-- START OF SUPPLIED DATA --

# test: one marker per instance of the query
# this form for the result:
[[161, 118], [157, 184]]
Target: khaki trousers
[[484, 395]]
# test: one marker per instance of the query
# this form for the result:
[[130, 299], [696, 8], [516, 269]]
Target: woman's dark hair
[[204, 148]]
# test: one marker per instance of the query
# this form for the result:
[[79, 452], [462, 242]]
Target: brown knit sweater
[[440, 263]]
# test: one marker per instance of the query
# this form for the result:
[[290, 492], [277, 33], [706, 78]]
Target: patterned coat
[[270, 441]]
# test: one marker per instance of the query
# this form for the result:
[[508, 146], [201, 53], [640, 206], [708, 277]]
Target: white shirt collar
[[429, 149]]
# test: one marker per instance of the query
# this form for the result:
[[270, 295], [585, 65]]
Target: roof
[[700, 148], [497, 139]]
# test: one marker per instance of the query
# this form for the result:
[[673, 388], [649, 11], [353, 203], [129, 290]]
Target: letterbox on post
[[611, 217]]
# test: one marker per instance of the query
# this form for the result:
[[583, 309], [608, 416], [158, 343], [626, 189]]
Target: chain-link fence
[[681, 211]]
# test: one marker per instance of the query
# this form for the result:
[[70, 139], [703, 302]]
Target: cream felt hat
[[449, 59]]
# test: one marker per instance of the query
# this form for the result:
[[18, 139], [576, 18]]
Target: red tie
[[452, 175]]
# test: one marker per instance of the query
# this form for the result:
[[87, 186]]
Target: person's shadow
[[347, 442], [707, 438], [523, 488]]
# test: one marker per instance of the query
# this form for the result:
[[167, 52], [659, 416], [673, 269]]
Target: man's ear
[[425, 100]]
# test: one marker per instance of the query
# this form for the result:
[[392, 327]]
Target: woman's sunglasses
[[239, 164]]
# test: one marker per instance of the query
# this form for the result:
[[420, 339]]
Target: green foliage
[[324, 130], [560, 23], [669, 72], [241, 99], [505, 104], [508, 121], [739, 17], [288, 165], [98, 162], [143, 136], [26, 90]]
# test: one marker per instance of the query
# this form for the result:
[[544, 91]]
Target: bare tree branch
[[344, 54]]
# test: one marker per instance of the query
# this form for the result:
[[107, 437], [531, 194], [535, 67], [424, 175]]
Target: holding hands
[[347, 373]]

-- END OF SUPPLIED DATA --

* INSTRUCTIONS FOR THE TASK: Swap "marker" for "point" everywhere in the lines above, and reproduce all the lines with nothing else changed.

* ANSWER TO THIS EXERCISE:
# test: one point per instance of the query
# this form for the result:
[[161, 118], [157, 184]]
Target: khaki trousers
[[484, 395]]
# test: one point per instance of the query
# this form for the result:
[[130, 299], [696, 8], [516, 269]]
Target: woman's dark hair
[[204, 148]]
# test: one point per instance of the query
# this form for the result:
[[79, 452], [462, 242]]
Target: brown knit sweater
[[440, 263]]
# test: one point per instance of the query
# this form for the result:
[[290, 492], [277, 33], [706, 78]]
Target: patterned coat
[[270, 441]]
# test: one point per instance of the query
# this form for the result:
[[508, 146], [201, 53], [640, 206], [708, 277]]
Target: white shirt collar
[[429, 149]]
# test: one point per instance of the query
# this form for the result:
[[270, 295], [585, 65]]
Target: roof
[[700, 148], [497, 139]]
# test: one point per instance of the query
# this form for the result:
[[673, 388], [649, 11], [353, 203], [129, 290]]
Target: letterbox on post
[[611, 217]]
# test: one point per instance of the query
# this form for the result:
[[583, 309], [608, 416], [158, 343], [626, 189]]
Target: chain-link fence
[[681, 211]]
# test: one point per instance of the query
# this form for the result:
[[70, 139], [703, 302]]
Target: cream felt hat
[[449, 59]]
# test: one point per instance of the query
# this form for the result:
[[18, 139], [576, 18]]
Target: red tie
[[452, 175]]
# test: one point per instance of the query
# this form for the result:
[[87, 186]]
Target: person's shadow
[[347, 442], [707, 438], [523, 488]]
# test: one point per instance of the query
# this form for the result:
[[167, 52], [659, 416], [673, 269]]
Target: man's ear
[[425, 100]]
# test: one point per instance of the query
# this form for the result:
[[392, 327]]
Target: woman's sunglasses
[[239, 164]]
# test: one point per instance of the query
# this form for the result:
[[420, 339]]
Target: green foliage
[[324, 130], [560, 23], [669, 72], [241, 99], [505, 104], [508, 121], [739, 17], [288, 165], [98, 162], [143, 136], [26, 90]]
# test: one point per instance of the query
# this form for the result:
[[544, 91]]
Target: bare tree branch
[[344, 54]]
# test: one point per instance of the query
# this form for the result:
[[107, 437], [531, 194], [535, 67], [424, 175]]
Target: holding hands
[[347, 373]]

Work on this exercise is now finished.